::: Supplied text :::
I get the feeling that the original article was written from too much of an internalised NT perspective. While there are some advantages to the social model of disability, such as workplace accommodations where - or rather, if - you can get them, these address aspects about how autistic people function differently from the culture around them. But cultures aren't set in stone - they change, differ and evolve. Someone who is noticeably on the spectrum (to themselves and others) in one culture could be less noticeably so in another, without any change in who they are and how they function, based solely on the demands of their surrounding culture. Personally, I need an impairment to be more stable across changing and, frankly, arbitrary, circumstances before I declare it fully fledged disability.
Because if we do that, then truthfully, we can apply it to anyone. And that's what this article overlooks. From the article: "Autistic people have impairments, such as in language and sensory processing." There's another side to that coin that would let me say, with some justification, "Allistic people lack singular focus and require too much social and societal input into their choices and thought process in order to function."
Although it almost sounds like it, I am not advocating against the social model of disability. Nonetheless, I don't see the medical and the social model of disability as analogous, and the social model more as an auxilliary concept in order to get what accommodations we need, whenever possible, in an overbearing culture not suited to us. But I think it's a mistake to lose sight of the fact that these accommodations are needed because, and only because, the culture around us is one that prioritises different traits based on what most people can and cannot do. What's a disability and what isn't is a numbers game, in this case. If the tables were turned, then, with a period of adjustment while culture catches up, the other side might be claiming social model disability because, living in a culture not geared towards their strengths and designed to cushion their weaknesses, it would be they would who would find the shortcomings and inabilities of their neurology magnified.
The social model has its use as an auxilliary concept where absolutely needed, but I just can't get behind blanketly calling something a disability if it's as arbitrary as I've described above.
::: Dataset records :::
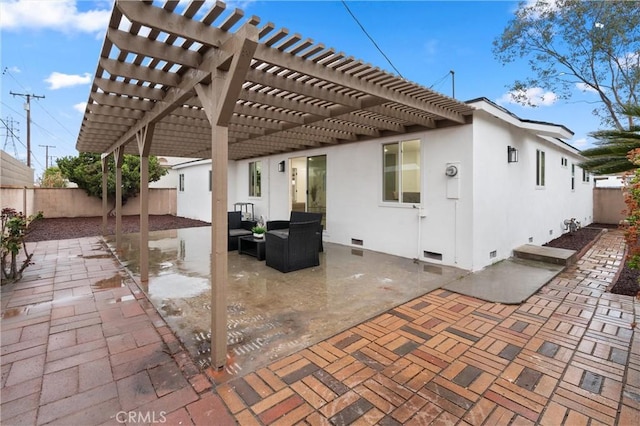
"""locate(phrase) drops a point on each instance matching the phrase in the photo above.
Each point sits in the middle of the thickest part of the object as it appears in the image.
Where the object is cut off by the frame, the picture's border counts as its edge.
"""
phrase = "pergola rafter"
(170, 84)
(153, 57)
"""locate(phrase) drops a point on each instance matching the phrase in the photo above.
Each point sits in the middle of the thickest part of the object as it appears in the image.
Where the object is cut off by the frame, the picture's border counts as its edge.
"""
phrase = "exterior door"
(309, 184)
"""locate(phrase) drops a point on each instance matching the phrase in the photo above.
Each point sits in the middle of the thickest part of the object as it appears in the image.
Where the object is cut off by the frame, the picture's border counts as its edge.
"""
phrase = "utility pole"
(11, 133)
(453, 84)
(27, 107)
(46, 155)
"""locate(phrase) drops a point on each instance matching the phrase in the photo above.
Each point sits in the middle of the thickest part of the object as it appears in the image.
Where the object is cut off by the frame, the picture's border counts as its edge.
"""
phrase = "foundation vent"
(432, 269)
(432, 255)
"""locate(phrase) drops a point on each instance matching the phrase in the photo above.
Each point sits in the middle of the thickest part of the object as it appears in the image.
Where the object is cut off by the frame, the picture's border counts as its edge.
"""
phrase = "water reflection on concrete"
(271, 314)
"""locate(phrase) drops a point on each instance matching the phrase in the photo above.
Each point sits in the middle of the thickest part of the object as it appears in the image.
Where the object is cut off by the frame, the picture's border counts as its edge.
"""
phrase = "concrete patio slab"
(80, 347)
(510, 281)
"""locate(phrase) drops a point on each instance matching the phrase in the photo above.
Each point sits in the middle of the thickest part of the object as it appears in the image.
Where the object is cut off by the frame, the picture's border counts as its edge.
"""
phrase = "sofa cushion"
(280, 233)
(239, 232)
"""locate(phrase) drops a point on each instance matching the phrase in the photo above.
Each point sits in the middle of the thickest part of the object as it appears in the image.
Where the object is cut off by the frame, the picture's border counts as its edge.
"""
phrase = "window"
(401, 172)
(539, 168)
(254, 178)
(573, 177)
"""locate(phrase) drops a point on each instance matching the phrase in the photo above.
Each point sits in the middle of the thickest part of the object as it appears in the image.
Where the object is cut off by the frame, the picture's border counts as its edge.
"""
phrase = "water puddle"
(14, 312)
(99, 256)
(107, 283)
(270, 315)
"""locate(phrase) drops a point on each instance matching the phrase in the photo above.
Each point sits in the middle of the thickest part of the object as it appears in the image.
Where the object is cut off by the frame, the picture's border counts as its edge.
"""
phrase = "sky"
(50, 48)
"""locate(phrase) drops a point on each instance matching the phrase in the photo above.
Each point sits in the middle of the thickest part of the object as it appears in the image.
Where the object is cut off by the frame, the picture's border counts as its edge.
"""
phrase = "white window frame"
(399, 174)
(540, 168)
(255, 179)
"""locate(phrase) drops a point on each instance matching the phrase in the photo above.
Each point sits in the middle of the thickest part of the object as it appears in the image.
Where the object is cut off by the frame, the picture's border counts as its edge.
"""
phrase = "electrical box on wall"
(452, 171)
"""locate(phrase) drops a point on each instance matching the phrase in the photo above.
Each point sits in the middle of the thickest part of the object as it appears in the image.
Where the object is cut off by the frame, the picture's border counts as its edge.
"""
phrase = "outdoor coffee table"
(252, 246)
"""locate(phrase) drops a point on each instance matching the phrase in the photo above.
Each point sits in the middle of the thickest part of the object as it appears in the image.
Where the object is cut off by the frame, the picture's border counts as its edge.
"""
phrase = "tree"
(15, 227)
(611, 153)
(52, 178)
(86, 171)
(594, 45)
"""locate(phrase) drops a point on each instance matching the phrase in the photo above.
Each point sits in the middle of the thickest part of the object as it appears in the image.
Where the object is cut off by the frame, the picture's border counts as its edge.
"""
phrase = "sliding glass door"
(309, 184)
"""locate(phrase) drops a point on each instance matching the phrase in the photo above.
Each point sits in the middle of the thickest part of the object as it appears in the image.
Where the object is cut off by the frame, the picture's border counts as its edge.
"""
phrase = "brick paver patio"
(81, 345)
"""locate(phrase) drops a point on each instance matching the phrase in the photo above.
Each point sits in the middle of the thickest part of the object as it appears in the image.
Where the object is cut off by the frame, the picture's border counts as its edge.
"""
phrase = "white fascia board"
(191, 163)
(564, 146)
(538, 128)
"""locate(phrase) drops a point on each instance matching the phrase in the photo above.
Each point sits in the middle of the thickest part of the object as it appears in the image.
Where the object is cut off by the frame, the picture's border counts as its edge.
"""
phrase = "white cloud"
(58, 80)
(583, 87)
(580, 143)
(534, 96)
(630, 60)
(58, 15)
(80, 107)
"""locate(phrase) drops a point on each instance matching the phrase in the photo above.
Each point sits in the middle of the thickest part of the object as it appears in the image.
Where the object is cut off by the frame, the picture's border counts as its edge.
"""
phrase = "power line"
(27, 107)
(371, 38)
(18, 139)
(10, 133)
(46, 155)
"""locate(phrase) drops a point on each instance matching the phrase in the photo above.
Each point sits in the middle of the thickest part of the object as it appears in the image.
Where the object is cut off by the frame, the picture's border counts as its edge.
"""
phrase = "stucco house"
(290, 123)
(463, 196)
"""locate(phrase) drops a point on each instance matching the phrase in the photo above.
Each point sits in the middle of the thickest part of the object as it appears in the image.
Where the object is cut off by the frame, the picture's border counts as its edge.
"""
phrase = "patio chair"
(293, 248)
(237, 228)
(297, 216)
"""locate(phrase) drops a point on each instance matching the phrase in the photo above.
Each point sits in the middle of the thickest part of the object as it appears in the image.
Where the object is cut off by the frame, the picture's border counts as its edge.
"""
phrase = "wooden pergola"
(214, 84)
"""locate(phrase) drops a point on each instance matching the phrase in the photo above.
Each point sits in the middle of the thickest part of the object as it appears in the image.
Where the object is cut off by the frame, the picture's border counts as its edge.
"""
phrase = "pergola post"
(218, 100)
(104, 161)
(209, 96)
(118, 155)
(143, 137)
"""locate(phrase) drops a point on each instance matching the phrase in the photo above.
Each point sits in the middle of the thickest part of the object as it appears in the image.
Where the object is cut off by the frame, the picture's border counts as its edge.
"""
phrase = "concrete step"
(545, 254)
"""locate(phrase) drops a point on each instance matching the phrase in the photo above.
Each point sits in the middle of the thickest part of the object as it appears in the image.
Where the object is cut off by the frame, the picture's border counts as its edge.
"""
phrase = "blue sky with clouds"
(50, 48)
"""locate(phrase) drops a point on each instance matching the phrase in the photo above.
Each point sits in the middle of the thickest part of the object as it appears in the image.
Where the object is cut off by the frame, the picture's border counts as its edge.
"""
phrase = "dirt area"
(627, 283)
(77, 227)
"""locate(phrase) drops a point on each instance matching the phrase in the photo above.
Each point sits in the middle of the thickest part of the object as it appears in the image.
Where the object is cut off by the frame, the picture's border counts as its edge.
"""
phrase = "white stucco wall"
(489, 206)
(354, 194)
(509, 209)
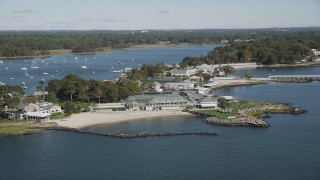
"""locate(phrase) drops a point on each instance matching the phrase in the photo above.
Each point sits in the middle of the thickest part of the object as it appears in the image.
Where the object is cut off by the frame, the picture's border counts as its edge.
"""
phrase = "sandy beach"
(103, 117)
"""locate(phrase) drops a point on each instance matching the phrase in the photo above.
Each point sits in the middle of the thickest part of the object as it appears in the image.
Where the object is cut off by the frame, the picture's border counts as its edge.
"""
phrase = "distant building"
(179, 86)
(183, 72)
(33, 111)
(28, 107)
(179, 72)
(208, 102)
(156, 102)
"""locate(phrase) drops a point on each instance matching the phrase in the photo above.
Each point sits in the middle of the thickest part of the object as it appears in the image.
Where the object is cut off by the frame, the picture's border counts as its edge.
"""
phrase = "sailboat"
(33, 66)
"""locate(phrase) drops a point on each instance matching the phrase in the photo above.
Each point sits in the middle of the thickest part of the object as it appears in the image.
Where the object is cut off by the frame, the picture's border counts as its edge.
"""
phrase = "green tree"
(222, 102)
(69, 107)
(228, 69)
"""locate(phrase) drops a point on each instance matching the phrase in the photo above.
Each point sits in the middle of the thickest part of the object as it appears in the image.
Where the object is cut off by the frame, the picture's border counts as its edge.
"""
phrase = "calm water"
(99, 66)
(288, 149)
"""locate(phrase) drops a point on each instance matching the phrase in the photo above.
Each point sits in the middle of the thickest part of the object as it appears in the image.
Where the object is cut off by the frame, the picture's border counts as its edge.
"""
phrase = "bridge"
(314, 77)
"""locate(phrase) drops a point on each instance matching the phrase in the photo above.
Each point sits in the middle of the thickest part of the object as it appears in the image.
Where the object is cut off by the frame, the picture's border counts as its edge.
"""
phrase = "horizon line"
(151, 29)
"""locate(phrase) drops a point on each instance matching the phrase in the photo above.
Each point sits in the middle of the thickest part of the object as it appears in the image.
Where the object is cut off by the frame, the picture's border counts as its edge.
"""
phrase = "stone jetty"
(128, 136)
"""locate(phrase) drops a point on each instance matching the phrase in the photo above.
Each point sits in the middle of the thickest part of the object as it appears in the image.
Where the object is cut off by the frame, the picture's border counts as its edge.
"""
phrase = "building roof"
(204, 66)
(179, 71)
(39, 114)
(208, 100)
(48, 107)
(23, 105)
(40, 93)
(156, 98)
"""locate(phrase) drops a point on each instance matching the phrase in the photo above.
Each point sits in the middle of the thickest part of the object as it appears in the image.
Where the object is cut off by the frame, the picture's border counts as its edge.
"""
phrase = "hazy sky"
(156, 14)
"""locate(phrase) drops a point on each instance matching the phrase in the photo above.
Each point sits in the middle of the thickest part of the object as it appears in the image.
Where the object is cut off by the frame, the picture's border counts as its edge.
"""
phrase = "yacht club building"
(156, 102)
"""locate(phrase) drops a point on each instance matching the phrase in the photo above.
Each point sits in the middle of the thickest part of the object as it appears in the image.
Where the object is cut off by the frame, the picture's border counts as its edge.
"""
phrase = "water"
(99, 66)
(288, 149)
(266, 72)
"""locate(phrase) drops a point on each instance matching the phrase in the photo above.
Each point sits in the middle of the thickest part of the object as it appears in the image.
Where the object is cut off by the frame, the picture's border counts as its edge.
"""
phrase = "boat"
(33, 66)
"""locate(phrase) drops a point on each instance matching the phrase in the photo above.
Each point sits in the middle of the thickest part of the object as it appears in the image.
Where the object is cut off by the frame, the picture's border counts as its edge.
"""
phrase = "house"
(179, 72)
(183, 72)
(179, 86)
(208, 102)
(28, 107)
(52, 108)
(207, 69)
(156, 102)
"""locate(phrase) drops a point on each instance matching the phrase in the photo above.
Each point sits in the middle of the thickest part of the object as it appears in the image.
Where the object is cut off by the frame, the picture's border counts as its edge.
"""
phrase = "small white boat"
(33, 66)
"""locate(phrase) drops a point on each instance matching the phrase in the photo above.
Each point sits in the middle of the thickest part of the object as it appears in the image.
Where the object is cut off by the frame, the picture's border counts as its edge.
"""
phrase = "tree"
(248, 76)
(228, 69)
(69, 107)
(148, 86)
(13, 102)
(52, 97)
(222, 103)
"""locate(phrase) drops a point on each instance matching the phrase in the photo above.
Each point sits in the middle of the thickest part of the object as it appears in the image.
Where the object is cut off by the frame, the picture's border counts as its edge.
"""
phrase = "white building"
(208, 102)
(179, 86)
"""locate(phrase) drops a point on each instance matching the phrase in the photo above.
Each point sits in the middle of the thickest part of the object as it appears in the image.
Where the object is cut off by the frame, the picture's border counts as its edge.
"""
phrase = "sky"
(156, 14)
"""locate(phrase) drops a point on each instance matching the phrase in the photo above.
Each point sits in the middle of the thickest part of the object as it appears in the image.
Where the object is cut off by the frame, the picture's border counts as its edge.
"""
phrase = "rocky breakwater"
(237, 122)
(248, 116)
(128, 136)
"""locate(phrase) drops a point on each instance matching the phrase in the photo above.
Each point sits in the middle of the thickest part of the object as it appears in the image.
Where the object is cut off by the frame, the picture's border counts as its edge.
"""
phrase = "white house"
(179, 86)
(209, 102)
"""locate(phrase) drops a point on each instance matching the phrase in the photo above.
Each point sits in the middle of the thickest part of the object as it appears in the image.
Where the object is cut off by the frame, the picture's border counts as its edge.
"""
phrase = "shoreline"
(87, 119)
(106, 50)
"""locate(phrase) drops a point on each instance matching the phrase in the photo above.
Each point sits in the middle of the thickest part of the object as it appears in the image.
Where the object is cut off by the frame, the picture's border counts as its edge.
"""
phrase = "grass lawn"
(216, 113)
(13, 121)
(57, 115)
(14, 130)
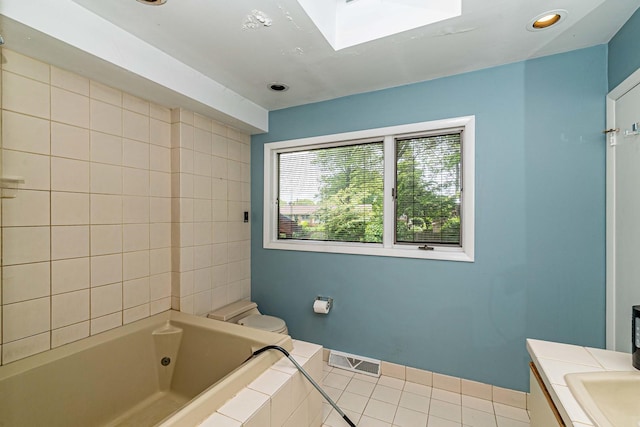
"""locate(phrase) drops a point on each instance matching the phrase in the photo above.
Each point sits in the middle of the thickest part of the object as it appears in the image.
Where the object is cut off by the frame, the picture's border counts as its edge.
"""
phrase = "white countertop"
(555, 360)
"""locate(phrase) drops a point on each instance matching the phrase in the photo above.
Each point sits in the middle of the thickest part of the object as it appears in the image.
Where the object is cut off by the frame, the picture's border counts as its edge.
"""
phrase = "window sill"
(438, 253)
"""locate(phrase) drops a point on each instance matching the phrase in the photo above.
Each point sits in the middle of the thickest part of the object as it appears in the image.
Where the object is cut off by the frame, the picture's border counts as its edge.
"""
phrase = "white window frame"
(388, 247)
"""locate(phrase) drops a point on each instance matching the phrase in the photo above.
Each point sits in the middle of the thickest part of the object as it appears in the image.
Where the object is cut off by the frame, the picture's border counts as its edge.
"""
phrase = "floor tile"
(336, 381)
(441, 422)
(353, 402)
(380, 410)
(389, 402)
(508, 422)
(360, 387)
(446, 410)
(476, 418)
(446, 396)
(511, 412)
(409, 418)
(422, 390)
(391, 382)
(414, 402)
(386, 394)
(479, 404)
(372, 422)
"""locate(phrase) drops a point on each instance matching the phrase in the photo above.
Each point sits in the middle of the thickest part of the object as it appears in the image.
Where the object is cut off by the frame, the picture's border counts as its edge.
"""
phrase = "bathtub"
(171, 369)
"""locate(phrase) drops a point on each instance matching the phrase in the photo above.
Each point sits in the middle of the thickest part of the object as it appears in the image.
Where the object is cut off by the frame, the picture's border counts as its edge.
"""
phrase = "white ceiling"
(212, 37)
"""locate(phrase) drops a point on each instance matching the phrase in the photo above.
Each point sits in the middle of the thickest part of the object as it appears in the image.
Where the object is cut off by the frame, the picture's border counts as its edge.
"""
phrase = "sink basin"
(610, 399)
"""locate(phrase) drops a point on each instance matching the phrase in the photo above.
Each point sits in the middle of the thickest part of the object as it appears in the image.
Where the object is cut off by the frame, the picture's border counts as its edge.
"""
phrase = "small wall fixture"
(278, 87)
(546, 20)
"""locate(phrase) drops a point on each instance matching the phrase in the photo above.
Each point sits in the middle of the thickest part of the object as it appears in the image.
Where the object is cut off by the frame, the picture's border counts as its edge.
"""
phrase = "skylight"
(346, 23)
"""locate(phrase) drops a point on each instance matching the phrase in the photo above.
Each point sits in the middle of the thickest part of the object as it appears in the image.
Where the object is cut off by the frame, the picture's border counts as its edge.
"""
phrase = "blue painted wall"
(540, 227)
(624, 55)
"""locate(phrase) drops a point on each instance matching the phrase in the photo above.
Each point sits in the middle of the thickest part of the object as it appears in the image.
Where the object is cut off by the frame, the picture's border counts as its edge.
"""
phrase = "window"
(405, 191)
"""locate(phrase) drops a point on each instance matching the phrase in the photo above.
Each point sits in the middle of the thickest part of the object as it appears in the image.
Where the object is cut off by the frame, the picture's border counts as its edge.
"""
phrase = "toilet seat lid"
(264, 322)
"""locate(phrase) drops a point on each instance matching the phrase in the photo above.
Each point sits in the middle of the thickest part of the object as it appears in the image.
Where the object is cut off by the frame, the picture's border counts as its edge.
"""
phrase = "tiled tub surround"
(555, 360)
(117, 378)
(280, 397)
(408, 397)
(128, 208)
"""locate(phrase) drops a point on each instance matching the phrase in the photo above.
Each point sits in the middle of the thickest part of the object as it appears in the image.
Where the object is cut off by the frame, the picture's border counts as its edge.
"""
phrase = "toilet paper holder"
(329, 301)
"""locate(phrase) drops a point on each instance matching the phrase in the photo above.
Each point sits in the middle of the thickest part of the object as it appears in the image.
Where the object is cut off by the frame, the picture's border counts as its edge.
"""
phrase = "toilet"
(246, 313)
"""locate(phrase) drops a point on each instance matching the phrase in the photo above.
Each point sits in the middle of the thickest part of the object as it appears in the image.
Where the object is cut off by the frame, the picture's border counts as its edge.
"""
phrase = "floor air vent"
(354, 363)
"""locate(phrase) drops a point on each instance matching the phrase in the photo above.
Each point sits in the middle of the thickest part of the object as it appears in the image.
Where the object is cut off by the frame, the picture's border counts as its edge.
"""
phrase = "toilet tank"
(234, 311)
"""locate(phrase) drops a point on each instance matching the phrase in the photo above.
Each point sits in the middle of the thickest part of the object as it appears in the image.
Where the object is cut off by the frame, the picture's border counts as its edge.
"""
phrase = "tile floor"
(391, 402)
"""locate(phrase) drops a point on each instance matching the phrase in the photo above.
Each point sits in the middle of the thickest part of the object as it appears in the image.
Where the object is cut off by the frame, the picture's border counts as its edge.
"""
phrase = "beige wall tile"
(24, 319)
(69, 81)
(510, 397)
(234, 150)
(160, 286)
(135, 313)
(132, 103)
(160, 133)
(135, 126)
(28, 208)
(69, 308)
(446, 382)
(25, 282)
(106, 239)
(135, 209)
(135, 265)
(106, 209)
(135, 292)
(202, 141)
(159, 184)
(20, 349)
(159, 158)
(24, 95)
(69, 175)
(218, 167)
(69, 334)
(476, 389)
(135, 154)
(160, 261)
(106, 118)
(22, 245)
(69, 107)
(69, 241)
(106, 148)
(70, 275)
(160, 112)
(160, 209)
(105, 323)
(106, 300)
(105, 269)
(159, 306)
(219, 146)
(105, 93)
(135, 182)
(159, 235)
(25, 133)
(69, 141)
(135, 237)
(25, 66)
(201, 122)
(106, 179)
(34, 168)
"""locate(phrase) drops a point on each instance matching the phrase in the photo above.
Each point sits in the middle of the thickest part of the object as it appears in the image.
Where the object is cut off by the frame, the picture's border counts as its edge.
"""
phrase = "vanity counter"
(554, 360)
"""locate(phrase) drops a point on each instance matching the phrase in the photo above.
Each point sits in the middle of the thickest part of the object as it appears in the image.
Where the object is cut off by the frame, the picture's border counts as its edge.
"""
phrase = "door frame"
(612, 97)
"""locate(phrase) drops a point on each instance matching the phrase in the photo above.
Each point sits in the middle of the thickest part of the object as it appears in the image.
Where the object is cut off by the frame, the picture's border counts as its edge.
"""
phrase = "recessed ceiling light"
(278, 87)
(546, 20)
(153, 2)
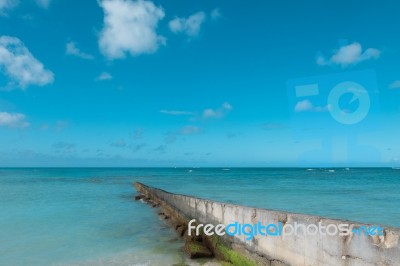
:::
(Task 1):
In the commentary on the social model of disability, copy the passage word for word: begin at the words "I get the feeling" and stop after "fully fledged disability.".
(Task 2):
Can you rewrite the paragraph of the commentary on the social model of disability that begins "Because if we do that" as a shorter bulleted list, keeping its main facts?

(Worked solution 1):
I get the feeling that the original article was written from too much of an internalised NT perspective. While there are some advantages to the social model of disability, such as workplace accommodations where - or rather, if - you can get them, these address aspects about how autistic people function differently from the culture around them. But cultures aren't set in stone - they change, differ and evolve. Someone who is noticeably on the spectrum (to themselves and others) in one culture could be less noticeably so in another, without any change in who they are and how they function, based solely on the demands of their surrounding culture. Personally, I need an impairment to be more stable across changing and, frankly, arbitrary, circumstances before I declare it fully fledged disability.

(Worked solution 2):
- Calling something a disability on that basis would let it apply to anyone, and the article overlooks this.
- The article states: "Autistic people have impairments, such as in language and sensory processing."
- The other side of that coin could be stated with some justification: allistic people lack singular focus and require too much social and societal input into their choices and thought process in order to function.